• **About this task**:
In the records below, the lines from the one containing "Please put a dot on every instance of the showroom" through the last are to be reproduced exactly and alone.

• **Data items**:
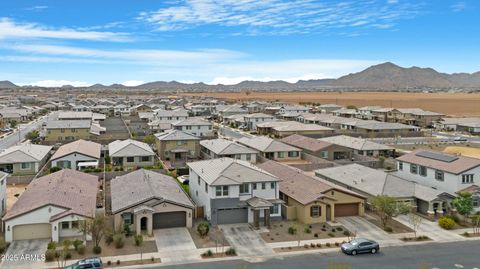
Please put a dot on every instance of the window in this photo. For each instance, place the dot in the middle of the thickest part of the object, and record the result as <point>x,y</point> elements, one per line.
<point>221,191</point>
<point>244,188</point>
<point>25,166</point>
<point>274,210</point>
<point>467,178</point>
<point>65,225</point>
<point>423,171</point>
<point>315,211</point>
<point>438,175</point>
<point>413,169</point>
<point>292,154</point>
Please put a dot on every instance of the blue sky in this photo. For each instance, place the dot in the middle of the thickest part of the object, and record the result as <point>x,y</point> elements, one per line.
<point>50,43</point>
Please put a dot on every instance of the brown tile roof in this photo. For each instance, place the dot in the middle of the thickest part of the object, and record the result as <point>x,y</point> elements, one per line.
<point>298,185</point>
<point>458,166</point>
<point>304,142</point>
<point>73,190</point>
<point>81,146</point>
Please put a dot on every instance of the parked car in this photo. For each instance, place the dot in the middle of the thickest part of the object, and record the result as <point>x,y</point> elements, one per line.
<point>360,245</point>
<point>90,263</point>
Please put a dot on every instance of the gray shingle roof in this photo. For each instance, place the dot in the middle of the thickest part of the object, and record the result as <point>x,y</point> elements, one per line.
<point>142,185</point>
<point>227,171</point>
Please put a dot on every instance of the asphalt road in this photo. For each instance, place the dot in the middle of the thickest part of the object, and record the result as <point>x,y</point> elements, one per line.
<point>14,137</point>
<point>432,256</point>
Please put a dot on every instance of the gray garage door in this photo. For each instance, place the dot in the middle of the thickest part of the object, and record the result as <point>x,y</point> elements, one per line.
<point>169,220</point>
<point>230,216</point>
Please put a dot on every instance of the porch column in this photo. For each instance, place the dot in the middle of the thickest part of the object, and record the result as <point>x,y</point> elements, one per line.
<point>266,217</point>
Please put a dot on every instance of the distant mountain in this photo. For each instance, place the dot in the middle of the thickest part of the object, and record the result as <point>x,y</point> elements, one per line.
<point>5,84</point>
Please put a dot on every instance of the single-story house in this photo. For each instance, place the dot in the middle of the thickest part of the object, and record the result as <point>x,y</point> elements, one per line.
<point>147,200</point>
<point>52,207</point>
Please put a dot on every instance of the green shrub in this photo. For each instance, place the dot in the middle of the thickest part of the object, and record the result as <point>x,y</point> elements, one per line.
<point>446,223</point>
<point>50,255</point>
<point>77,243</point>
<point>231,252</point>
<point>203,228</point>
<point>52,245</point>
<point>119,240</point>
<point>81,249</point>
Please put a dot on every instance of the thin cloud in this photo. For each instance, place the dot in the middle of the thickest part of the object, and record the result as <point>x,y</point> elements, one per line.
<point>278,16</point>
<point>10,29</point>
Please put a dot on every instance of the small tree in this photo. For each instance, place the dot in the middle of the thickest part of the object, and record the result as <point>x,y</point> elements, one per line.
<point>387,207</point>
<point>95,227</point>
<point>415,220</point>
<point>464,204</point>
<point>149,139</point>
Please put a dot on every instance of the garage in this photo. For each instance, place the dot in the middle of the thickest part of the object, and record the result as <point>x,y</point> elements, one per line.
<point>232,215</point>
<point>169,220</point>
<point>32,231</point>
<point>345,210</point>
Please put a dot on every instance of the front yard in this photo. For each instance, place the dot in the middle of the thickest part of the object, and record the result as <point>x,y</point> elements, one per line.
<point>283,231</point>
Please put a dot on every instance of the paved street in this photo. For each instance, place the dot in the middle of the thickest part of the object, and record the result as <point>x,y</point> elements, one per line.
<point>433,255</point>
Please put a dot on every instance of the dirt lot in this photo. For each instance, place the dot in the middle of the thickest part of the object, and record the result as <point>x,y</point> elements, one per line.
<point>279,232</point>
<point>459,104</point>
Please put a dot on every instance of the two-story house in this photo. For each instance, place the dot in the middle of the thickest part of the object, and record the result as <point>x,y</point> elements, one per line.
<point>234,191</point>
<point>446,172</point>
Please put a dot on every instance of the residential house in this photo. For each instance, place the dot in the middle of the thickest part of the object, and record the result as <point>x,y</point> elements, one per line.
<point>77,155</point>
<point>272,149</point>
<point>67,130</point>
<point>177,147</point>
<point>371,182</point>
<point>360,146</point>
<point>446,172</point>
<point>251,120</point>
<point>195,126</point>
<point>52,207</point>
<point>234,191</point>
<point>131,153</point>
<point>312,200</point>
<point>146,200</point>
<point>222,148</point>
<point>317,148</point>
<point>24,159</point>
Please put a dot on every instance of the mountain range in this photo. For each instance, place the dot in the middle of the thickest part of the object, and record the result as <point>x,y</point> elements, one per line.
<point>386,76</point>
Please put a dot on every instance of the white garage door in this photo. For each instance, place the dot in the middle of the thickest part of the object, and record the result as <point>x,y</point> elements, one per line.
<point>32,231</point>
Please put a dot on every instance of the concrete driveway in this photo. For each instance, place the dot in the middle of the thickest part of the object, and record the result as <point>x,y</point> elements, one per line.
<point>363,228</point>
<point>173,239</point>
<point>25,254</point>
<point>432,230</point>
<point>246,241</point>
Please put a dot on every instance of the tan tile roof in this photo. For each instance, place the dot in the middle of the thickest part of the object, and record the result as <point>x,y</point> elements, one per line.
<point>73,190</point>
<point>458,166</point>
<point>81,146</point>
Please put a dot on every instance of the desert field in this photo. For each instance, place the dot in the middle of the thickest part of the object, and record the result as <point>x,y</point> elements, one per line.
<point>453,104</point>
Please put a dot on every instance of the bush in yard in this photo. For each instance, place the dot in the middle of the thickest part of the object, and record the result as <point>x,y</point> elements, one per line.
<point>52,245</point>
<point>446,223</point>
<point>203,228</point>
<point>77,243</point>
<point>50,255</point>
<point>81,249</point>
<point>231,252</point>
<point>119,240</point>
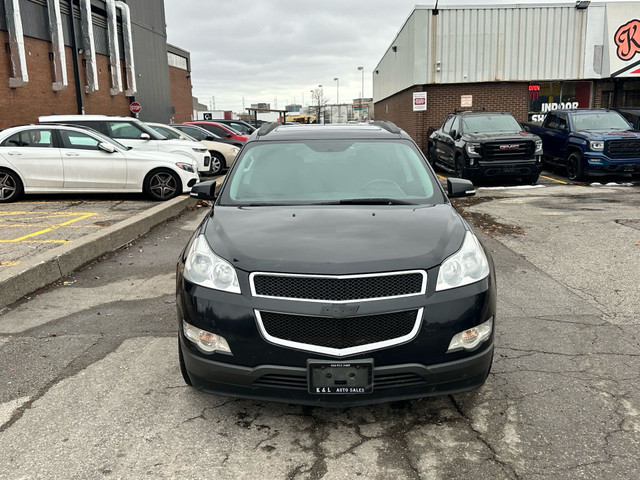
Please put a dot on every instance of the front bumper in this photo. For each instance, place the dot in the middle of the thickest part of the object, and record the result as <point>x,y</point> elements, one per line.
<point>476,167</point>
<point>288,384</point>
<point>596,164</point>
<point>260,369</point>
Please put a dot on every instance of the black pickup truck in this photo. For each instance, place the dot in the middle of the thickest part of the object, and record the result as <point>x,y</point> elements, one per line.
<point>485,144</point>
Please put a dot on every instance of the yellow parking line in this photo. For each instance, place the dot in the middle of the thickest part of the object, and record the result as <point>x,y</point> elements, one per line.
<point>554,180</point>
<point>49,229</point>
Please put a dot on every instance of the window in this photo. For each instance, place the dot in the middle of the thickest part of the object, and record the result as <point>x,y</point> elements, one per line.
<point>447,124</point>
<point>30,138</point>
<point>125,130</point>
<point>78,140</point>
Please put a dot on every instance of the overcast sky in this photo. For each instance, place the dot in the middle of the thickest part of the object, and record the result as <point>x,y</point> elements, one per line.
<point>280,50</point>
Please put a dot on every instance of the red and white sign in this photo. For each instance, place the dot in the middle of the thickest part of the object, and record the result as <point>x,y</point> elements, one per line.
<point>419,101</point>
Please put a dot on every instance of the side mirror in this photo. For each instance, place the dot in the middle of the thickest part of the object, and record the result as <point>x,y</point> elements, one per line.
<point>106,147</point>
<point>204,190</point>
<point>459,187</point>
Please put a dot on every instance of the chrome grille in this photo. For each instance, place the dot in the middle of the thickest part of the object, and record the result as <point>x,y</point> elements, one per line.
<point>348,288</point>
<point>339,336</point>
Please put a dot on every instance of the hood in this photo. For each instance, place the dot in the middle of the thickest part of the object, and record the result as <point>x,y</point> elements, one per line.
<point>502,136</point>
<point>335,239</point>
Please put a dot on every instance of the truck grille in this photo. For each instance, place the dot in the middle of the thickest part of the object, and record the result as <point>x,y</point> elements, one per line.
<point>504,151</point>
<point>622,148</point>
<point>339,288</point>
<point>339,335</point>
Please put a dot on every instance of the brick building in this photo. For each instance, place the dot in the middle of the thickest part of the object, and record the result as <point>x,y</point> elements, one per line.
<point>524,59</point>
<point>111,54</point>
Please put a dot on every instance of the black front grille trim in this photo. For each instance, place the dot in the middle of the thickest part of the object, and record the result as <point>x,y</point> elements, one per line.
<point>348,288</point>
<point>622,148</point>
<point>492,151</point>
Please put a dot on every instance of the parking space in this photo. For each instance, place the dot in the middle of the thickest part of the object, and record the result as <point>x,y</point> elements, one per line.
<point>40,222</point>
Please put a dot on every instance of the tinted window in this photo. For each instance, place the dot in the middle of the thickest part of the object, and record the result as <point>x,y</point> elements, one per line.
<point>215,129</point>
<point>124,130</point>
<point>193,132</point>
<point>30,138</point>
<point>307,172</point>
<point>78,140</point>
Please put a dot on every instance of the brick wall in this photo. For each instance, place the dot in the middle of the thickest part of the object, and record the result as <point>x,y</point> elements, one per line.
<point>510,97</point>
<point>25,104</point>
<point>181,94</point>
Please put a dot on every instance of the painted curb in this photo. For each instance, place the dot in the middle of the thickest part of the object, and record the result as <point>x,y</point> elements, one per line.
<point>52,265</point>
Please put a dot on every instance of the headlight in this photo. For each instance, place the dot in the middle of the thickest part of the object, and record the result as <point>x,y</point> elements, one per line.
<point>187,167</point>
<point>206,341</point>
<point>473,148</point>
<point>467,265</point>
<point>472,338</point>
<point>205,268</point>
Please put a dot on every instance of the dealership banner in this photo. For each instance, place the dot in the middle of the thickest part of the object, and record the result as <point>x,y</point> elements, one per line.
<point>623,22</point>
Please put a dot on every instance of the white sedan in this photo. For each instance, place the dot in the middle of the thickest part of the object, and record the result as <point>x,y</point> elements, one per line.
<point>64,159</point>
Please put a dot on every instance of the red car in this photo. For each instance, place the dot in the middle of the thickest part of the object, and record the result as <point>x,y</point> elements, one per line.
<point>220,130</point>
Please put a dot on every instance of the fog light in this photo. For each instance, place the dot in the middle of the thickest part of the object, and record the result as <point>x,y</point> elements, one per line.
<point>472,338</point>
<point>206,341</point>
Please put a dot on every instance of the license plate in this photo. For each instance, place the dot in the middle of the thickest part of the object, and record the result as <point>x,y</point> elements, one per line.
<point>340,378</point>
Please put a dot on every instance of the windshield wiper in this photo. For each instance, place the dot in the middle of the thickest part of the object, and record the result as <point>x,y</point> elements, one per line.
<point>374,201</point>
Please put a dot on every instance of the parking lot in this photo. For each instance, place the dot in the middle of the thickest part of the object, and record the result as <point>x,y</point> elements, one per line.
<point>90,367</point>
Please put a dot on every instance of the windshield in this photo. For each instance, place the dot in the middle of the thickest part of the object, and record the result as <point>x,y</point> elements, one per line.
<point>331,172</point>
<point>490,123</point>
<point>600,121</point>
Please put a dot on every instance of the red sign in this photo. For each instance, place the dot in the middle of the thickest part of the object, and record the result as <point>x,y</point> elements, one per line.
<point>135,107</point>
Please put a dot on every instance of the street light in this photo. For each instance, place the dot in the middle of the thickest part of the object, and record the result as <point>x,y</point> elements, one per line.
<point>337,80</point>
<point>361,91</point>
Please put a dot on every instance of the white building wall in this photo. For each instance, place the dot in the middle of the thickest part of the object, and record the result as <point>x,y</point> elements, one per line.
<point>494,43</point>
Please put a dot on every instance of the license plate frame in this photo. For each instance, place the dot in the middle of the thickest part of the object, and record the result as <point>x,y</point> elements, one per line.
<point>353,377</point>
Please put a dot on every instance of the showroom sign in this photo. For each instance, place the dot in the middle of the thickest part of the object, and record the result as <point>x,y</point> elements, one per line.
<point>419,101</point>
<point>624,40</point>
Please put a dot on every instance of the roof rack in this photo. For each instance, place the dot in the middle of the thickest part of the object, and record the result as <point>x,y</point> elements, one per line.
<point>267,128</point>
<point>387,125</point>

• **Answer section**:
Please put a dot on every instance of the showroom sign in this photo. For each instance, place the dot in the middle of the thickest part of the object, and record the result as <point>x,y</point> elements, one per line.
<point>419,101</point>
<point>624,40</point>
Please put a dot on every instance of the roof rack in this photo. For each instance, place the dot in the middle of the thickest part of the object, and record the result as <point>x,y</point> elements, one per line.
<point>267,128</point>
<point>387,125</point>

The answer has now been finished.